● **WHAT IS REQUIRED**: Each entry below is to be restated word for word, with no pictures carried over.

● **RECORDS FOR THE TASK**:
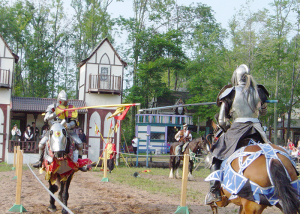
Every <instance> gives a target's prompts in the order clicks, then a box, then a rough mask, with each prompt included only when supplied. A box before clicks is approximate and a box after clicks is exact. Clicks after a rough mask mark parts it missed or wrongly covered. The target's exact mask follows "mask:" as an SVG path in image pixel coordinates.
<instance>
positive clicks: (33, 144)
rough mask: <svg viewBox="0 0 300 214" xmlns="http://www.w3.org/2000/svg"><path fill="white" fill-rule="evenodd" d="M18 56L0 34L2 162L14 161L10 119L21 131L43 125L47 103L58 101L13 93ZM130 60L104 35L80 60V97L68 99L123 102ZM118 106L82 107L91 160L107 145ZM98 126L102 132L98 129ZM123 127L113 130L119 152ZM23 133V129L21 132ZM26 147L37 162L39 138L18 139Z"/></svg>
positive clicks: (115, 103)
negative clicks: (84, 108)
mask: <svg viewBox="0 0 300 214" xmlns="http://www.w3.org/2000/svg"><path fill="white" fill-rule="evenodd" d="M17 61H18V56H17V55H15V54H13V53H12V51H11V50H10V48H9V47H8V45H7V43H6V42H5V41H4V39H3V37H2V36H1V35H0V97H1V99H0V162H2V161H6V162H7V163H12V162H13V147H12V146H13V144H14V143H16V142H11V141H10V139H11V134H10V132H11V130H10V128H11V126H12V125H13V124H11V121H12V120H14V121H18V124H19V128H20V129H21V131H24V130H25V127H26V125H27V124H30V125H31V123H32V122H35V124H36V126H37V127H38V128H39V129H40V131H41V127H42V126H43V124H44V121H43V116H42V113H43V112H45V110H46V108H47V106H48V105H50V104H52V103H54V102H56V99H50V98H32V97H12V96H11V95H12V88H13V85H12V82H13V81H12V78H13V75H12V73H13V71H14V66H15V63H17ZM125 66H127V64H126V63H125V62H124V61H123V60H122V59H121V58H120V56H119V55H118V53H117V52H116V50H115V49H114V48H113V46H112V44H111V43H110V41H109V40H108V39H107V38H105V39H104V40H102V41H101V42H100V43H99V44H98V45H97V47H96V48H95V49H94V50H93V51H92V52H91V54H90V55H89V56H88V57H87V58H86V59H84V60H83V61H81V62H80V63H79V64H78V67H79V70H80V71H79V72H80V75H79V76H80V79H79V89H78V90H79V99H78V100H69V103H70V104H72V105H74V106H76V107H83V106H99V105H111V104H121V102H122V88H123V73H124V67H125ZM115 110H116V108H103V107H102V108H90V109H88V110H86V109H82V110H79V112H78V113H79V121H80V127H81V128H82V129H83V130H84V132H85V134H86V136H87V144H88V146H86V147H85V148H87V151H85V155H87V157H88V158H90V159H91V160H92V161H97V160H98V158H99V156H100V155H101V154H102V151H103V149H104V146H105V145H104V141H106V139H107V138H108V133H109V128H110V125H111V123H112V125H113V126H115V124H116V120H115V119H114V118H113V119H109V120H107V118H108V117H109V116H110V115H111V114H112V113H113V112H114V111H115ZM96 124H97V126H98V127H99V130H100V133H101V134H102V135H103V138H102V137H101V136H100V135H97V134H96V133H95V126H96ZM120 128H121V127H119V129H118V131H117V133H115V132H114V133H113V134H112V136H111V137H112V138H113V139H114V142H115V143H116V147H117V152H118V151H119V150H120V140H121V134H120ZM22 134H23V133H22ZM17 144H18V145H21V146H22V147H23V149H24V154H25V159H26V160H27V161H28V162H31V163H33V162H35V161H36V160H37V159H38V154H37V153H38V148H37V145H38V142H33V143H31V146H30V148H29V147H28V145H27V144H26V143H25V142H23V141H22V139H21V140H20V141H19V142H17Z"/></svg>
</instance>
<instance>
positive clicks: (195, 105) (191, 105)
mask: <svg viewBox="0 0 300 214" xmlns="http://www.w3.org/2000/svg"><path fill="white" fill-rule="evenodd" d="M266 103H278V100H266ZM216 104H217V103H216V102H205V103H192V104H182V105H173V106H162V107H156V108H147V109H140V110H139V112H142V111H153V110H161V109H169V108H177V107H189V106H206V105H216Z"/></svg>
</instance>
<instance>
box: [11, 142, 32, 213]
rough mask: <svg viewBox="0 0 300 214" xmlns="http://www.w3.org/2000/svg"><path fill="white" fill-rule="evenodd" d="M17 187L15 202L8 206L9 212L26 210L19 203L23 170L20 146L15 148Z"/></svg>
mask: <svg viewBox="0 0 300 214" xmlns="http://www.w3.org/2000/svg"><path fill="white" fill-rule="evenodd" d="M16 171H17V172H18V173H17V188H16V203H15V204H14V205H13V206H12V208H10V209H9V210H8V211H9V212H19V213H22V212H27V210H26V209H25V208H24V207H23V206H22V204H21V188H22V171H23V150H20V147H19V148H18V150H17V169H16Z"/></svg>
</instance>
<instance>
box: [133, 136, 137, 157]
mask: <svg viewBox="0 0 300 214" xmlns="http://www.w3.org/2000/svg"><path fill="white" fill-rule="evenodd" d="M137 143H138V139H137V137H136V136H134V138H133V139H132V141H131V145H132V149H133V153H134V154H136V150H137Z"/></svg>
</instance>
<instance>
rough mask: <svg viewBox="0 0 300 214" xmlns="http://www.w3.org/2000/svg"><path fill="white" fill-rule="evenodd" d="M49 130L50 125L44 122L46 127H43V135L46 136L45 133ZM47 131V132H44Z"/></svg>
mask: <svg viewBox="0 0 300 214" xmlns="http://www.w3.org/2000/svg"><path fill="white" fill-rule="evenodd" d="M45 130H46V131H45ZM48 130H49V124H48V122H44V125H43V127H42V132H41V135H44V133H45V132H47V131H48ZM44 131H45V132H44Z"/></svg>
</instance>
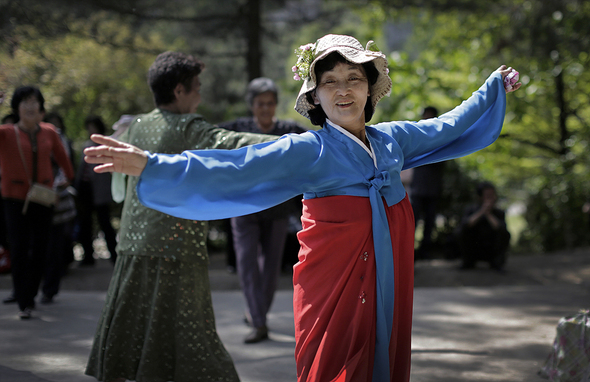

● **YOUR RESPONSE**:
Every <instance> gives a target's prompts in the order clicks, then a box, then a rough mask, with each prompt included only when supplied. A box before clicks is approximate and a box after clicks is exact. Clicks after a rough mask mark parts it missed or wrongly covered. The target's exact mask follows "mask:" as an SVG path in image pixel coordinates.
<instance>
positive clicks: (33, 144)
rough mask: <svg viewBox="0 0 300 214" xmlns="http://www.w3.org/2000/svg"><path fill="white" fill-rule="evenodd" d="M18 56L0 34L2 162L14 161L10 119L21 131L43 125L47 103L58 101L13 93ZM130 60L104 35L80 60V97L68 99L123 102ZM118 106L82 107L91 160L107 145ZM98 126L102 132L98 129ZM123 127L113 130L119 152ZM23 133V129L21 132ZM26 147L37 162L39 138L18 139Z"/></svg>
positive clicks: (115, 103)
negative clicks: (84, 108)
mask: <svg viewBox="0 0 300 214" xmlns="http://www.w3.org/2000/svg"><path fill="white" fill-rule="evenodd" d="M17 61H18V56H17V55H15V54H13V53H12V51H11V50H10V48H9V47H8V45H7V43H6V42H5V41H4V39H3V37H2V36H1V35H0V97H1V99H0V162H2V161H6V162H7V163H12V162H13V147H12V146H13V144H14V143H16V142H11V141H10V139H11V134H10V132H11V130H10V128H11V126H12V125H13V124H11V121H12V120H14V121H18V124H19V128H20V129H21V131H24V130H25V127H26V125H27V124H30V125H31V123H32V122H35V124H36V126H37V127H38V128H39V129H40V131H41V127H42V126H43V124H44V121H43V116H42V113H43V112H45V110H46V108H47V106H48V105H50V104H52V103H54V102H56V99H50V98H32V97H12V96H11V95H12V88H13V85H12V82H13V81H12V78H13V75H12V73H13V71H14V66H15V63H17ZM125 66H127V64H126V63H125V62H124V61H123V60H122V59H121V58H120V56H119V55H118V53H117V52H116V50H115V49H114V48H113V46H112V44H111V43H110V41H109V40H108V39H107V38H105V39H104V40H102V41H101V42H100V43H99V44H98V45H97V47H96V48H95V49H94V50H93V51H92V52H91V54H90V55H89V56H88V57H87V58H86V59H84V60H83V61H81V62H80V63H79V64H78V67H79V70H80V71H79V72H80V75H79V76H80V79H79V89H78V90H79V99H78V100H69V103H70V104H72V105H74V106H76V107H83V106H99V105H111V104H121V102H122V88H123V73H124V67H125ZM115 110H116V108H103V107H102V108H90V109H88V110H86V109H82V110H79V112H78V113H79V121H80V127H81V128H82V129H83V130H84V132H85V134H86V136H87V144H88V146H86V147H85V148H87V151H85V155H87V157H88V158H90V159H91V160H92V161H97V160H98V158H99V156H100V155H101V154H102V151H103V149H104V146H105V145H104V141H106V139H107V138H108V133H109V128H110V125H111V123H112V125H113V126H115V124H116V120H115V119H114V118H113V119H109V120H107V118H108V117H109V116H110V115H111V114H112V113H113V112H114V111H115ZM96 124H97V126H98V127H99V130H100V133H101V134H102V135H103V138H102V137H101V136H100V135H97V134H96V133H95V126H96ZM120 128H121V127H119V129H118V131H117V133H115V132H114V133H113V134H112V136H111V137H112V138H113V139H114V142H115V143H116V147H117V152H118V151H119V150H120V140H121V134H120ZM22 134H23V133H22ZM17 144H18V145H21V146H22V147H23V149H24V154H25V159H26V160H27V161H28V162H31V163H33V162H35V161H36V160H37V159H38V154H37V153H38V148H37V145H38V142H33V143H31V146H30V148H29V147H28V145H27V144H26V143H25V142H23V141H22V139H21V140H20V141H19V142H17Z"/></svg>
</instance>
<instance>
positive clicks: (195, 105) (191, 105)
mask: <svg viewBox="0 0 300 214" xmlns="http://www.w3.org/2000/svg"><path fill="white" fill-rule="evenodd" d="M266 103H278V100H266ZM216 104H217V103H216V102H205V103H192V104H182V105H173V106H162V107H156V108H147V109H140V110H139V112H142V111H153V110H161V109H169V108H177V107H189V106H206V105H216Z"/></svg>
</instance>
<instance>
box: [11, 142, 32, 213]
rough mask: <svg viewBox="0 0 300 214" xmlns="http://www.w3.org/2000/svg"><path fill="white" fill-rule="evenodd" d="M17 187L15 202L8 206L9 212L26 210L19 203L23 170L20 146L15 148Z"/></svg>
mask: <svg viewBox="0 0 300 214" xmlns="http://www.w3.org/2000/svg"><path fill="white" fill-rule="evenodd" d="M16 171H17V172H18V173H17V188H16V203H15V204H14V205H13V206H12V208H10V209H9V210H8V211H9V212H19V213H22V212H27V210H26V209H25V208H24V207H23V206H22V204H21V188H22V171H23V150H20V147H19V148H18V150H17V169H16Z"/></svg>
</instance>
<instance>
box: [133, 136, 137, 157]
mask: <svg viewBox="0 0 300 214" xmlns="http://www.w3.org/2000/svg"><path fill="white" fill-rule="evenodd" d="M137 143H138V139H137V137H136V136H134V138H133V139H132V141H131V145H132V149H133V153H134V154H136V150H137Z"/></svg>
</instance>
<instance>
rough mask: <svg viewBox="0 0 300 214" xmlns="http://www.w3.org/2000/svg"><path fill="white" fill-rule="evenodd" d="M49 130L50 125L44 122L46 127H43V135L46 136L45 133ZM47 131V132H44Z"/></svg>
mask: <svg viewBox="0 0 300 214" xmlns="http://www.w3.org/2000/svg"><path fill="white" fill-rule="evenodd" d="M45 130H46V131H45ZM48 130H49V124H48V122H44V125H43V127H42V132H41V135H44V133H45V132H47V131H48ZM44 131H45V132H44Z"/></svg>
</instance>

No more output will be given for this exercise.